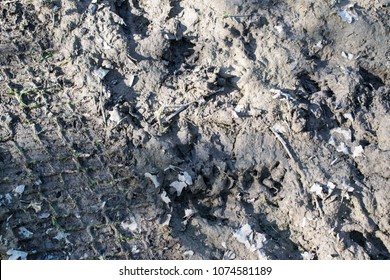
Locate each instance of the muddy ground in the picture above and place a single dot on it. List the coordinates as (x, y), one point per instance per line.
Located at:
(224, 129)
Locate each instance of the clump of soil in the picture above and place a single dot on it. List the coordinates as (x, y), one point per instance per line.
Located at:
(194, 129)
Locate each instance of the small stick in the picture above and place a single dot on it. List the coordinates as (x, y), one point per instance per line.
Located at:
(284, 144)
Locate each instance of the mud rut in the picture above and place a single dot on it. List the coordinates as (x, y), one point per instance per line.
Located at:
(254, 140)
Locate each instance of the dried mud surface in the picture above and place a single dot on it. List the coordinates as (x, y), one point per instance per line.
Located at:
(225, 129)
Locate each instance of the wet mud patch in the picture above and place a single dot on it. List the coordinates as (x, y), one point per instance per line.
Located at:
(194, 130)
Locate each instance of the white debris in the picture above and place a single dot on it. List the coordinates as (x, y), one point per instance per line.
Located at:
(130, 81)
(340, 146)
(348, 116)
(19, 189)
(130, 226)
(185, 177)
(243, 235)
(303, 222)
(8, 198)
(348, 16)
(134, 250)
(279, 28)
(348, 56)
(347, 187)
(281, 94)
(331, 186)
(101, 73)
(279, 128)
(44, 216)
(165, 198)
(167, 221)
(307, 256)
(228, 256)
(25, 233)
(153, 178)
(320, 45)
(115, 116)
(62, 236)
(178, 186)
(262, 255)
(239, 108)
(317, 189)
(36, 206)
(16, 254)
(188, 253)
(357, 151)
(259, 241)
(188, 213)
(346, 133)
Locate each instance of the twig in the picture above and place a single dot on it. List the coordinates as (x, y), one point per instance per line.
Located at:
(284, 144)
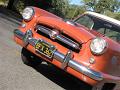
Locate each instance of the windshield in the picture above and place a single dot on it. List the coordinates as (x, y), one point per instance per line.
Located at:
(108, 29)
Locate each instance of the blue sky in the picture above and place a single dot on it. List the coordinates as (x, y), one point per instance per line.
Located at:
(77, 2)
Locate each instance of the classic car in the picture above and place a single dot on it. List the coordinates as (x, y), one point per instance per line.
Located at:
(87, 47)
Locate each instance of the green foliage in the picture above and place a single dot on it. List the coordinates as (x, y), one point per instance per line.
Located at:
(73, 11)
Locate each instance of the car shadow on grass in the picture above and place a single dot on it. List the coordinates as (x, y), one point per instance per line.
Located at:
(61, 78)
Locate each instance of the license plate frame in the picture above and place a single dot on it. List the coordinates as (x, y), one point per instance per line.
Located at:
(45, 48)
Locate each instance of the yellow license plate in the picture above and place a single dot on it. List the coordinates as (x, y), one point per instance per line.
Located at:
(45, 48)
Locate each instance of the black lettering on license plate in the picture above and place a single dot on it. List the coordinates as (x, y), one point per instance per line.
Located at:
(45, 48)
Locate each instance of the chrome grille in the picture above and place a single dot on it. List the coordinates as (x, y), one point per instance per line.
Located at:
(48, 32)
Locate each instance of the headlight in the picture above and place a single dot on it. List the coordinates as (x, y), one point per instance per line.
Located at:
(28, 13)
(98, 46)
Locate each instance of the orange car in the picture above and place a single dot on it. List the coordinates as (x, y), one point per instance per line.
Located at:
(87, 47)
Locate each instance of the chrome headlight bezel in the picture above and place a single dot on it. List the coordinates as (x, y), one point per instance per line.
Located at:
(98, 46)
(28, 13)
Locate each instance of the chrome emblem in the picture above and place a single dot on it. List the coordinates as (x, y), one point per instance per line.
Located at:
(54, 34)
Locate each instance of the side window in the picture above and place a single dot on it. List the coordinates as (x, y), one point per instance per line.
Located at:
(110, 31)
(85, 21)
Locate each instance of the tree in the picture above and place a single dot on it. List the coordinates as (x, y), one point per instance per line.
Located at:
(101, 6)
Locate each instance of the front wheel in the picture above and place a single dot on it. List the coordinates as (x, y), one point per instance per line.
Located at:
(29, 58)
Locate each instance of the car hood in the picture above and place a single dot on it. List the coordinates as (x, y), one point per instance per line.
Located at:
(80, 34)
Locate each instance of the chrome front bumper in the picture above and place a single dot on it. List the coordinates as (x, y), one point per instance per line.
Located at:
(66, 60)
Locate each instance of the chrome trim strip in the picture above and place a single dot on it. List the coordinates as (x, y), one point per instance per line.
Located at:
(70, 62)
(61, 38)
(66, 60)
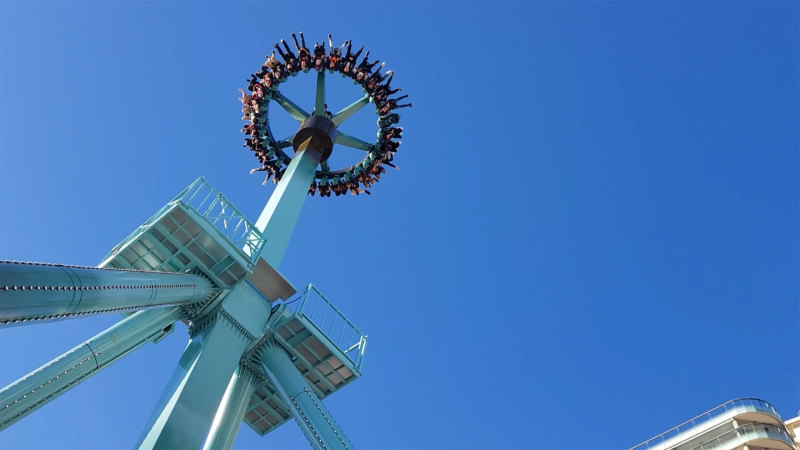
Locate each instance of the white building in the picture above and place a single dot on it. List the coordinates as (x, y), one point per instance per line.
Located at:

+ + +

*What is being asked*. Scan the material above. Extract every line in which the word "front" occurs.

*Task output*.
Locate each instance of the front wheel in the picture above and place a single dot on it. List the coordinates as (x, y), one point per instance per line.
Locate each instance of the chrome front bumper in the picture above and place a single dot on it. List the coordinates as (x, y), one point per instance per line.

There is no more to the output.